When you’re devouring the first of your chocolate eggs this weekend, consider how their beans’ country of origin may have affected their deliciousness.
A new study, released just in time for this seasonal tradition, offers us sweet-tooths a reason for the taste differences among chocolate and coffee from around the world.
The finding points to the diverse genetics of the yeast that helps ferment cacao and coffee beans. Different types of yeast can be geographically based, and humans have played a big part in this diversification.
Originally, coffee and cacao trees grew in Ethiopia and the Amazon rainforest. They are now widespread around the world, but the yeast involved in the fermentation process varies depending on where the plants are grown.
“Humans have transported and cultivated [chocolate and coffee] plants,” explains Aimée Dudley, co-author of the study at the Pacific Northwest Diabetes Research Institute in Seattle.
“Their associated microbes have arisen from transport and mingling in events that are independent of the transport of the plants themselves.”
This process is similar to the diversification of yeasts associated with winemaking. Humans started making wine in the Middle East more than 9,000 years ago, but this spread rapidly. As populations moved and grew grapevines between locations, different strains of yeast were created and combined.
To find out whether the same applies for chocolate and coffee, the researchers collected unroasted samples of coffee and cacao beans from different locations around the world, including Central and South America, Africa, Indonesia and the Middle East.
The team then conducted DNA tests on the yeast strains, revealing even greater diversity than among wine yeasts. The findings, published in Current Biology, suggest certain cacao and coffee yeast strains are hybrids, a result of beans being mixed from across the world.
Interestingly, one of the strains is genetically very close to yeast used in winemaking.
“The ancient and continuing global traffic in yeasts associated with wine fermentation may have set the stage for subsequent mingling and admixture events that gave rise to the yeasts that are now associated with the production of coffee and chocolate,” explains Dudley.
Because the fermentation process has such a significant impact on the taste of chocolate and coffee, the researchers say identification of yeast strains could have benefits for us consumers.
“Given that the yeast strains associated with coffee and cacao fermentations are substantially more genetically diverse than the wine strains, they could play an even larger role in the properties of coffee and cacao produced in different regions of the globe,” Dudley says.
In that case, we’ll look forward to future Easter eggs. Thanks, science.
Amy Middleton is a Melbourne-based journalist.

= RECORDED DATA =
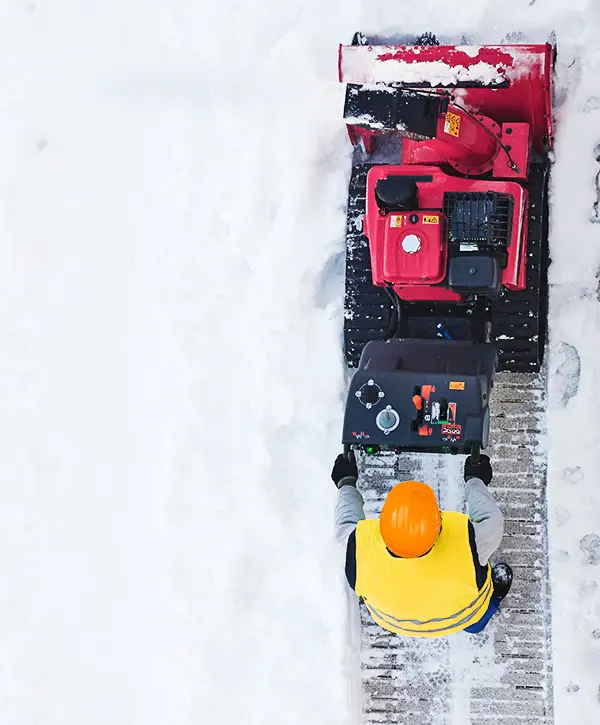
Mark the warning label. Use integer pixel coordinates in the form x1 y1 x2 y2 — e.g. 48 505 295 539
444 112 460 138
442 424 462 443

= PROMPT =
Transcribe the passage of the yeast article from "To find out" to "the Middle East.". The listing is separate material and has no connection to the article on yeast in chocolate and coffee.

= EXERCISE OUTPUT =
To find out whether the same applies for chocolate and coffee, the researchers collected unroasted samples of coffee and cacao beans from different locations around the world, including Central and South America, Africa, Indonesia and the Middle East.